* **PROBLEM TO SOLVE**
Count how many lines in the records below contain the string "chair", with case counting, and give only that number.
--- Start of STORED ROWS ---
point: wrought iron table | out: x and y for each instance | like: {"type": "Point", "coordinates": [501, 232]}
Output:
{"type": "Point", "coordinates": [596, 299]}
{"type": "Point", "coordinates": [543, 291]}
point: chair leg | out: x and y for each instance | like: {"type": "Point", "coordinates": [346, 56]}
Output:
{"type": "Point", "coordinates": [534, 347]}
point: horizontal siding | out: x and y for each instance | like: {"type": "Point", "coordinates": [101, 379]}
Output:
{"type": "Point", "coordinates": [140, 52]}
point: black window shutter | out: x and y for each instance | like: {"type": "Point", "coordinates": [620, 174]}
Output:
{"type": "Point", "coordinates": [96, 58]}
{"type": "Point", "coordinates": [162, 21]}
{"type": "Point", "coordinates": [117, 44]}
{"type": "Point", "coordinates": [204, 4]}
--- End of STORED ROWS ---
--- Start of STORED ROWS ---
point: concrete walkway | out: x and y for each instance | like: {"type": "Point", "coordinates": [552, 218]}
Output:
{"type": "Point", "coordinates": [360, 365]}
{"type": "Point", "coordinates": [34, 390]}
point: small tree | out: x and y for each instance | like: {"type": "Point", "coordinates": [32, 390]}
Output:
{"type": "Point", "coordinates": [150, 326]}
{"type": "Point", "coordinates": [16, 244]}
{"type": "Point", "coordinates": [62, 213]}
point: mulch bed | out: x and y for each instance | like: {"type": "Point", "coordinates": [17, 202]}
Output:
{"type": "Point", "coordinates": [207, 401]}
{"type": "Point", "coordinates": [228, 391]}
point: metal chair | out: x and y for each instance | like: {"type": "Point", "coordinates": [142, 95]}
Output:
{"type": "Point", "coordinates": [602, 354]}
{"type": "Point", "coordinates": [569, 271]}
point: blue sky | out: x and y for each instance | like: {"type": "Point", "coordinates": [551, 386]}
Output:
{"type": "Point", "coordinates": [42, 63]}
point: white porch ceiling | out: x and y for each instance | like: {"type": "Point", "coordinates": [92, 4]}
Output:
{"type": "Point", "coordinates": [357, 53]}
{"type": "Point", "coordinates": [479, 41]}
--- End of STORED ROWS ---
* **ANSWER FOR THIS EXERCISE**
2